**Exercise**
Write the lines from the beginning of the records through the line containing "M 109 104 L" as a JSON list of strings, one per line, leaving out blank lines and including that final line.

# START OF Items

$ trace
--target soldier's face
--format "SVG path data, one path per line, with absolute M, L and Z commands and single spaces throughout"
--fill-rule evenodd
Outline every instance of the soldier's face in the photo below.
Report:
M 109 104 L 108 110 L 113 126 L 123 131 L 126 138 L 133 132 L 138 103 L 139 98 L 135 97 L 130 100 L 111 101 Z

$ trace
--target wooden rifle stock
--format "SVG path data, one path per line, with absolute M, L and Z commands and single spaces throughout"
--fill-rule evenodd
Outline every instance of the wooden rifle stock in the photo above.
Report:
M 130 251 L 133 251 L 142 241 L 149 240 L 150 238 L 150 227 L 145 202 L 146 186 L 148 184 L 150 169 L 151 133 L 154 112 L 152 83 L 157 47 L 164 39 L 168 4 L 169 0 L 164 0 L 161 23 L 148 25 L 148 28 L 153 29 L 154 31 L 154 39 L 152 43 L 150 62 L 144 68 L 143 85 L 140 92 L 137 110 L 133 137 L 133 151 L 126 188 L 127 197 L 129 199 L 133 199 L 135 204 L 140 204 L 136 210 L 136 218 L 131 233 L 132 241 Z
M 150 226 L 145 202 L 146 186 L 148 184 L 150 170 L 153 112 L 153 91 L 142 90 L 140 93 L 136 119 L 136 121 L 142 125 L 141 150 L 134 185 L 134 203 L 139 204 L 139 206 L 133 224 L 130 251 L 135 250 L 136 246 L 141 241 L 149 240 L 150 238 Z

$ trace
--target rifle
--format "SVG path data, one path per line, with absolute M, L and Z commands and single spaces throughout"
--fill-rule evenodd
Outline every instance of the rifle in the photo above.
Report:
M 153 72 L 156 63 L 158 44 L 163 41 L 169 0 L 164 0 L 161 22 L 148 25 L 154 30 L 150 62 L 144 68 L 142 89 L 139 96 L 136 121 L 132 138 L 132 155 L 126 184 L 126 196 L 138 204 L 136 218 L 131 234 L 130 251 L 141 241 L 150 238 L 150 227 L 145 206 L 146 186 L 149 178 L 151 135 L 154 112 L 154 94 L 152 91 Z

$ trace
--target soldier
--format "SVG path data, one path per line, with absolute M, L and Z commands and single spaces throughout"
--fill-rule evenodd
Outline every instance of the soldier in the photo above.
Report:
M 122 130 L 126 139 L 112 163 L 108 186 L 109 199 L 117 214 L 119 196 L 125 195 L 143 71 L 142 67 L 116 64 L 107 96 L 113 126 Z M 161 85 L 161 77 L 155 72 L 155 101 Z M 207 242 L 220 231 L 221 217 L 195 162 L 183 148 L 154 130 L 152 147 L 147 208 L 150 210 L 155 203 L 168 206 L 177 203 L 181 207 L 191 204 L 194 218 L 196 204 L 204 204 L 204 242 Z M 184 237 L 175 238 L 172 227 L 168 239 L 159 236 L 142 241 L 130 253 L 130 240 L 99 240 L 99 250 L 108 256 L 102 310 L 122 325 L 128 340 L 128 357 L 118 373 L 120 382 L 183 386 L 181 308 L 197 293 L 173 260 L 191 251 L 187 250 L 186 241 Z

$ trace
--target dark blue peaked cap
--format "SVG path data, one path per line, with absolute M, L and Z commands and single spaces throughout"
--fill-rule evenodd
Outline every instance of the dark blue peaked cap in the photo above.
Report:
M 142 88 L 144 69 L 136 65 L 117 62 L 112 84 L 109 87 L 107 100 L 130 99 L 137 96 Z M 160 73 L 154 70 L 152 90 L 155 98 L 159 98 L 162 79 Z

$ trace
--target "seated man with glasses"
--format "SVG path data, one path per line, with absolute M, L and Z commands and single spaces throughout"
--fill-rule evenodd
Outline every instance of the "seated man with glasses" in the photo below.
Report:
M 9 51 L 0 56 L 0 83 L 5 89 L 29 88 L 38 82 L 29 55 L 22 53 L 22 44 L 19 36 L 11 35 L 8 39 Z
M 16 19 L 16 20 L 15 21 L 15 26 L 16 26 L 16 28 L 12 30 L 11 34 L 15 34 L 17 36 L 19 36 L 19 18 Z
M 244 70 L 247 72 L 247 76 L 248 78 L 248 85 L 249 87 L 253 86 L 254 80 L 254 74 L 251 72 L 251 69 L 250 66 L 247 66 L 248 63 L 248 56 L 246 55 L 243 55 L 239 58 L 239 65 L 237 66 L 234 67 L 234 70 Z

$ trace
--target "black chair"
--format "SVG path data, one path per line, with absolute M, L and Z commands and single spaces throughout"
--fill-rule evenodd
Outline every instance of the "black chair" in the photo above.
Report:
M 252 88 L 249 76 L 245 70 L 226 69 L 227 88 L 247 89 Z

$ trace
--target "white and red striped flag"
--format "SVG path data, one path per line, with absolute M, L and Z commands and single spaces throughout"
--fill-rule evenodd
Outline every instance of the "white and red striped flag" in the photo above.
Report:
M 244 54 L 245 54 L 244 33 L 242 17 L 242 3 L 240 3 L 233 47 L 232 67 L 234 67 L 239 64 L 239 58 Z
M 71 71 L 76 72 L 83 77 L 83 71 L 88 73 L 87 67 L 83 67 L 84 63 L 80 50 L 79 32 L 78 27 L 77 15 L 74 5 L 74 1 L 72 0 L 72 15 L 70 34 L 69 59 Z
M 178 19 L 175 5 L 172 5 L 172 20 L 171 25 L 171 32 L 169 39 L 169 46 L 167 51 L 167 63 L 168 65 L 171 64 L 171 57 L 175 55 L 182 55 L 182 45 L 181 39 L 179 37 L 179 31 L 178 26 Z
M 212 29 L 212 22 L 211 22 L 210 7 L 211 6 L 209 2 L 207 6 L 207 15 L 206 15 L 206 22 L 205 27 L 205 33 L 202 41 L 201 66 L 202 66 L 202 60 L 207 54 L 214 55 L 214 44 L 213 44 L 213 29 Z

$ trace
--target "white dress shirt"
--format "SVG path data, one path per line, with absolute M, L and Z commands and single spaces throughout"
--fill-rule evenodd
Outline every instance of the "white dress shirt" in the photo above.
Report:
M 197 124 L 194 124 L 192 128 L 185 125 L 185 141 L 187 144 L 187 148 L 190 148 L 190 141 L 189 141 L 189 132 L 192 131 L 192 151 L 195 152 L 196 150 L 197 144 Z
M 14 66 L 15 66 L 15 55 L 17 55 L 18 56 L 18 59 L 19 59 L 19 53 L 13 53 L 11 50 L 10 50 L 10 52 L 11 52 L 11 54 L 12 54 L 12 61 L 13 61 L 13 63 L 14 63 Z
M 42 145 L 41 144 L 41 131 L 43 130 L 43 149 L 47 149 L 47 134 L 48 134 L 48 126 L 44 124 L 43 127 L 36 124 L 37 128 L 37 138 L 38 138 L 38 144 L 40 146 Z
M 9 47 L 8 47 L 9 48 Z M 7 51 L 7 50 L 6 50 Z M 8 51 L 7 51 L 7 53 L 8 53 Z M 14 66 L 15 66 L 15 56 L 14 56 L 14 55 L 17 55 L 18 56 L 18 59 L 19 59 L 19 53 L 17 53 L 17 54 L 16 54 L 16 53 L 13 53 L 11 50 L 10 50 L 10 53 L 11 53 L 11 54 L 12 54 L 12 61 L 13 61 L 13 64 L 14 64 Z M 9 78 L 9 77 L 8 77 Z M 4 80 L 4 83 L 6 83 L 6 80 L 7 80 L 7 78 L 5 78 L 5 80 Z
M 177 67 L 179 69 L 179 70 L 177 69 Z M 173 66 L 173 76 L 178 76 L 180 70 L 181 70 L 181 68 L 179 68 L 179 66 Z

# END OF Items

**Complete answer**
[
  "$ trace",
  "--target soldier's face",
  "--format \"SVG path data, one path per line, with absolute M, L and Z commands and single spaces throughout\"",
  "--fill-rule evenodd",
  "Outline every instance of the soldier's face in the photo below.",
  "Report:",
  "M 109 104 L 108 110 L 113 126 L 123 131 L 126 138 L 133 132 L 138 103 L 139 98 L 135 97 L 130 100 L 111 101 Z"
]